_Records from a segmentation dataset_:
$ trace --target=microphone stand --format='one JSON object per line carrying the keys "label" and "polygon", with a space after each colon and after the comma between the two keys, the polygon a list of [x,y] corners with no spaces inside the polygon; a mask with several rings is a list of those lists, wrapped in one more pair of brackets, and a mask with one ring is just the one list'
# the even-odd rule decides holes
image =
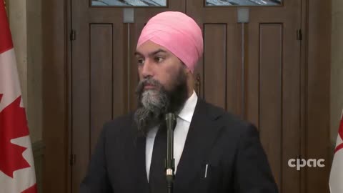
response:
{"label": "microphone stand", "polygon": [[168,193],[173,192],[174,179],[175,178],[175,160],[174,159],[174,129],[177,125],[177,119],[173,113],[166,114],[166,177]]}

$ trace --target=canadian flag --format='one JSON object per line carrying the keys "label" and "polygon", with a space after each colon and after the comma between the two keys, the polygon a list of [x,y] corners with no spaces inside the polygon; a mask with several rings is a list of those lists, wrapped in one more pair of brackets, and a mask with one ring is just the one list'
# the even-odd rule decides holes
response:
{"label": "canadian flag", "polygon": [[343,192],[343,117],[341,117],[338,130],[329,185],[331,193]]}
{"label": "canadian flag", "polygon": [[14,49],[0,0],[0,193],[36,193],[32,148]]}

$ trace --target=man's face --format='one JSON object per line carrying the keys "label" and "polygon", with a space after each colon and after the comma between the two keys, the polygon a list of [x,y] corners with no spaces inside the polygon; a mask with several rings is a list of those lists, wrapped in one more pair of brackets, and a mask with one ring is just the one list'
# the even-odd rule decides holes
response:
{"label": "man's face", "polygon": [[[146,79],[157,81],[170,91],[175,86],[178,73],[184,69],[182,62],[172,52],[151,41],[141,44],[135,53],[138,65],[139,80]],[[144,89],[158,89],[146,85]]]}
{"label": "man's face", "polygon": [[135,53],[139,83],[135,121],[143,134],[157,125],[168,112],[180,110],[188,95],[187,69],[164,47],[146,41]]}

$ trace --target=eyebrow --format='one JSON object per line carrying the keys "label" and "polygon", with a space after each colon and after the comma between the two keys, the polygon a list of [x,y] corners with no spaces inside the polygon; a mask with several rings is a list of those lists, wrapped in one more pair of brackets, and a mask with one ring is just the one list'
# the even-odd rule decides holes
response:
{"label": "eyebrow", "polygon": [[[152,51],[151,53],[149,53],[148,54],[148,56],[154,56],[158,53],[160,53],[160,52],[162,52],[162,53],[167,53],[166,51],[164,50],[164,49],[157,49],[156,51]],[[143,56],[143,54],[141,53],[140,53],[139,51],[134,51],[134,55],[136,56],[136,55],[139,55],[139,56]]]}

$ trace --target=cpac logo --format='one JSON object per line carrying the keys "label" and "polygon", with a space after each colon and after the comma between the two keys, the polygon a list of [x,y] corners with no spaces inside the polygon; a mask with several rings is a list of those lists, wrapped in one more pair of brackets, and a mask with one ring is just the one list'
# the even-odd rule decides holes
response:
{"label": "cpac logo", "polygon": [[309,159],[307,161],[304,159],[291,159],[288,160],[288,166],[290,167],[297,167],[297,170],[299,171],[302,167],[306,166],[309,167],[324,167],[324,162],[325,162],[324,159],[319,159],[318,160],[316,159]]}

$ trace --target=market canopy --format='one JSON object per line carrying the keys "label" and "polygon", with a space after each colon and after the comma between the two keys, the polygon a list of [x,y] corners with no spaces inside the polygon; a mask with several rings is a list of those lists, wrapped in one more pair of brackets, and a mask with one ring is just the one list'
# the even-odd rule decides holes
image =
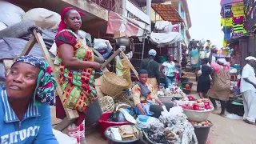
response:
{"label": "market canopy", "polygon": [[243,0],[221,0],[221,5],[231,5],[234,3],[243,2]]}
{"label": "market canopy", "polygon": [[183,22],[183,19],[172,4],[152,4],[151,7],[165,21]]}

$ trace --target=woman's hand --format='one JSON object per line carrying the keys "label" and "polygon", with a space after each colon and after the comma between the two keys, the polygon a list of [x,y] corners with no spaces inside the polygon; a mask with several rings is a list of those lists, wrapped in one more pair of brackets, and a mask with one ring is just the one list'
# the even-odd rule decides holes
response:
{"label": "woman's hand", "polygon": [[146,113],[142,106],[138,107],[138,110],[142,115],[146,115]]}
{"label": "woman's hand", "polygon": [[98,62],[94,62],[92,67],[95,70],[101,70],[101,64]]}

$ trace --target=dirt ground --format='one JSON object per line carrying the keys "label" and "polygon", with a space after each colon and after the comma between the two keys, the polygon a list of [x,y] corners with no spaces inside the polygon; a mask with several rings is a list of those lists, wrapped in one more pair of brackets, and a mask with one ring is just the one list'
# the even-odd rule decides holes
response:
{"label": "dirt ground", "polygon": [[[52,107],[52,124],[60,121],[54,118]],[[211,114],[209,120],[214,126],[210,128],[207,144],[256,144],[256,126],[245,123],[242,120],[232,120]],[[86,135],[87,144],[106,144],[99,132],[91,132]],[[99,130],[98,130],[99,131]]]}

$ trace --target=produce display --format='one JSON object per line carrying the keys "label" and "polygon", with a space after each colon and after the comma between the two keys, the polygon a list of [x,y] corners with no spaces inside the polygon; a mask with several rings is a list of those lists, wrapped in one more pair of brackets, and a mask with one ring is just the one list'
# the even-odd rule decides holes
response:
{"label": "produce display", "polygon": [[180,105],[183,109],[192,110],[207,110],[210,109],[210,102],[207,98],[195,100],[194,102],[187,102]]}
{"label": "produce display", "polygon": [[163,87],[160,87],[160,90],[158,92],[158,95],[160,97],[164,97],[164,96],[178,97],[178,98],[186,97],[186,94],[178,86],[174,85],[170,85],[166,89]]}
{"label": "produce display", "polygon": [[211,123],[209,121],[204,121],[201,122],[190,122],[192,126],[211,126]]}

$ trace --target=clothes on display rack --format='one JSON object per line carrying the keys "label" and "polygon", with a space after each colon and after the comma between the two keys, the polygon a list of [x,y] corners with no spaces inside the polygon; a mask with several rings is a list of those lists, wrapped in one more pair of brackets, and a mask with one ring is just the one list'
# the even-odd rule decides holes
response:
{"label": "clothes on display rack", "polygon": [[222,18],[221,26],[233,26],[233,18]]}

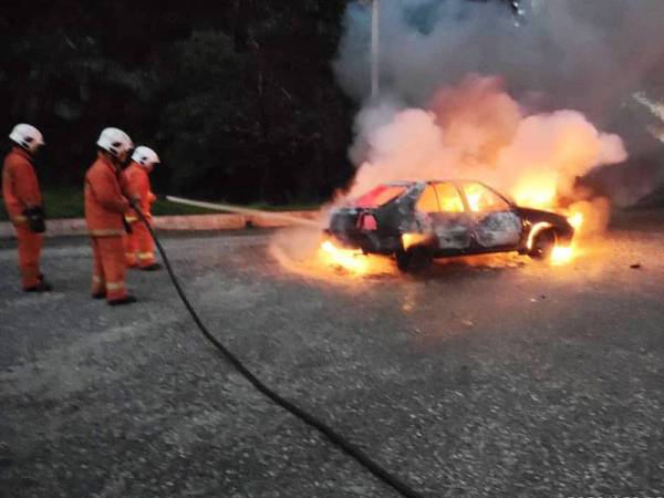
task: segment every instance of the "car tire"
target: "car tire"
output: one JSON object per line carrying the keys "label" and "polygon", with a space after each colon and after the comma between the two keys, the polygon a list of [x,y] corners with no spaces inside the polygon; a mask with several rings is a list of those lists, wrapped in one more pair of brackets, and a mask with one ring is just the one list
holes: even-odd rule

_Stated problem_:
Copy all of the records above line for line, without changing anything, and leave out the pictures.

_Task solution_:
$ trace --target=microphone stand --format='one JSON object per line carrying the keys "label" and "polygon", with a space after each colon and after the comma between the two keys, the polygon a list of [x,y] corners with no spaces inside the polygon; a mask with several rings is a list of those lists, wrapped in one more pair of brackets, and a mask with one ring is just the one list'
# the even-odd rule decides holes
image =
response:
{"label": "microphone stand", "polygon": [[168,193],[173,192],[174,179],[175,178],[175,160],[174,159],[174,129],[177,125],[177,119],[173,113],[166,114],[166,177]]}

$ trace --target=canadian flag --format='one JSON object per line carrying the keys "label" and "polygon", with a space after each colon and after the comma between the two keys, the polygon a list of [x,y] corners with no spaces inside the polygon; a mask with several rings is a list of those lists, wrapped in one more pair of brackets, and a mask with one ring is just the one list'
# the even-odd rule decides holes
response:
{"label": "canadian flag", "polygon": [[343,192],[343,117],[341,117],[338,130],[329,185],[331,193]]}
{"label": "canadian flag", "polygon": [[14,49],[0,0],[0,193],[36,193],[32,148]]}

$ trace --target=man's face --format='one JSON object per line carrying the keys "label" and "polygon", with a space after each colon and after the comma between the two keys, the polygon a list of [x,y] corners with no spaces inside the polygon; a mask with several rings is a list of those lists, wrapped in one more pair of brackets, and a mask with one ring is just the one list'
# the even-odd rule decides holes
response:
{"label": "man's face", "polygon": [[[146,79],[157,81],[170,91],[175,86],[178,73],[184,69],[182,62],[172,52],[151,41],[141,44],[135,53],[138,65],[139,80]],[[144,89],[158,89],[146,85]]]}
{"label": "man's face", "polygon": [[135,53],[139,83],[135,121],[143,134],[157,125],[168,112],[180,110],[188,95],[187,69],[164,47],[146,41]]}

$ trace --target=eyebrow --format='one JSON object per line carrying the keys "label" and "polygon", with a space after each colon and after the comma between the two keys, the polygon a list of [x,y] corners with no spaces inside the polygon; a mask with several rings is a list of those lists, wrapped in one more pair of brackets, and a mask with one ring is just the one list'
# the even-odd rule decides holes
response:
{"label": "eyebrow", "polygon": [[[152,51],[151,53],[149,53],[148,54],[148,56],[154,56],[158,53],[160,53],[160,52],[162,52],[162,53],[167,53],[166,51],[164,50],[164,49],[157,49],[156,51]],[[143,56],[143,54],[141,53],[140,53],[139,51],[134,51],[134,55],[136,56],[136,55],[139,55],[139,56]]]}

$ trace --target=cpac logo --format='one JSON object per line carrying the keys "label" and "polygon", with a space after each colon and after the comma between the two keys, the polygon a list of [x,y] corners with no spaces inside the polygon; a mask with several rings is a list of those lists, wrapped in one more pair of brackets, and a mask with one ring is just the one list'
# the even-odd rule decides holes
response:
{"label": "cpac logo", "polygon": [[309,159],[307,161],[304,159],[291,159],[288,160],[288,166],[290,167],[297,167],[297,170],[299,171],[302,167],[306,166],[309,167],[324,167],[324,162],[325,162],[324,159],[319,159],[318,160],[316,159]]}

$ trace --target=market canopy --format='one JSON object per line carrying the keys "label" and "polygon", with a space after each colon and after the comma between the two keys, the polygon a list of [x,y] corners with no spaces inside the polygon; a mask with several rings is a list of those lists, wrapped in one more pair of brackets, and a mask with one ring is just the one list'
# the even-odd rule decides holes
image =
response:
{"label": "market canopy", "polygon": [[243,0],[221,0],[221,5],[231,5],[234,3],[243,2]]}
{"label": "market canopy", "polygon": [[183,22],[183,19],[172,4],[152,4],[151,7],[165,21]]}

$ trace --target=woman's hand --format='one JSON object per line carrying the keys "label" and "polygon", with a space after each colon and after the comma between the two keys, the polygon a list of [x,y] corners with no spaces inside the polygon; a mask with several rings is a list of those lists, wrapped in one more pair of brackets, and a mask with one ring is just the one list'
# the even-odd rule decides holes
response:
{"label": "woman's hand", "polygon": [[146,113],[142,106],[138,107],[138,110],[142,115],[146,115]]}
{"label": "woman's hand", "polygon": [[98,62],[94,62],[92,67],[95,70],[101,70],[101,64]]}

$ trace --target=dirt ground --format='one JSON object per line carrying the keys "label" and "polygon", with a space after each colon and after the comma between the two keys, the polygon a list of [x,y] corners with no spaces inside the polygon; a mask with several rings is a list of those lists, wrapped in one more pair of brackets, and a mask with one ring is just the one list'
# the even-odd rule decides holes
response:
{"label": "dirt ground", "polygon": [[[52,107],[52,124],[60,121],[54,118]],[[211,114],[209,120],[214,126],[210,128],[207,144],[256,144],[256,126],[245,123],[242,120],[232,120]],[[86,135],[87,144],[106,144],[99,132],[91,132]],[[99,130],[98,130],[99,131]]]}

$ trace --target=produce display --format='one JSON object per line carrying the keys "label" and "polygon", with a space after each colon and after the comma between the two keys, the polygon a list of [x,y] corners with no spaces inside the polygon; a mask with several rings is a list of those lists, wrapped in one more pair of brackets, and a mask with one ring is just the one list'
# the even-odd rule decides holes
response:
{"label": "produce display", "polygon": [[180,105],[183,109],[192,110],[207,110],[210,109],[210,102],[207,98],[195,100],[194,102],[187,102]]}
{"label": "produce display", "polygon": [[163,87],[160,87],[160,90],[158,92],[158,95],[160,97],[164,97],[164,96],[178,97],[178,98],[186,97],[186,94],[178,86],[174,85],[170,85],[166,89]]}
{"label": "produce display", "polygon": [[211,123],[209,121],[204,121],[201,122],[190,122],[192,126],[211,126]]}

$ trace --target=clothes on display rack --format='one JSON object per line carrying the keys "label" and "polygon", with a space after each colon and after the comma between the two keys, the polygon a list of [x,y] corners with no spaces inside the polygon; a mask with several rings is a list of those lists, wrapped in one more pair of brackets, and a mask with one ring is just the one list'
# the even-odd rule decides holes
response:
{"label": "clothes on display rack", "polygon": [[222,18],[221,26],[233,26],[233,18]]}

task: segment every instance of the "car tire"
target: "car tire"
output: one JSON object per line carrying the keys "label" and "polygon", with a space after each colon and after the comma between the two keys, the polygon a list of [x,y] corners with no spaces inside the polygon; a mask with several rings is a list of those lists, wrapped in one more pair of brackets, and a mask with one ring is just the one list
holes: even-odd rule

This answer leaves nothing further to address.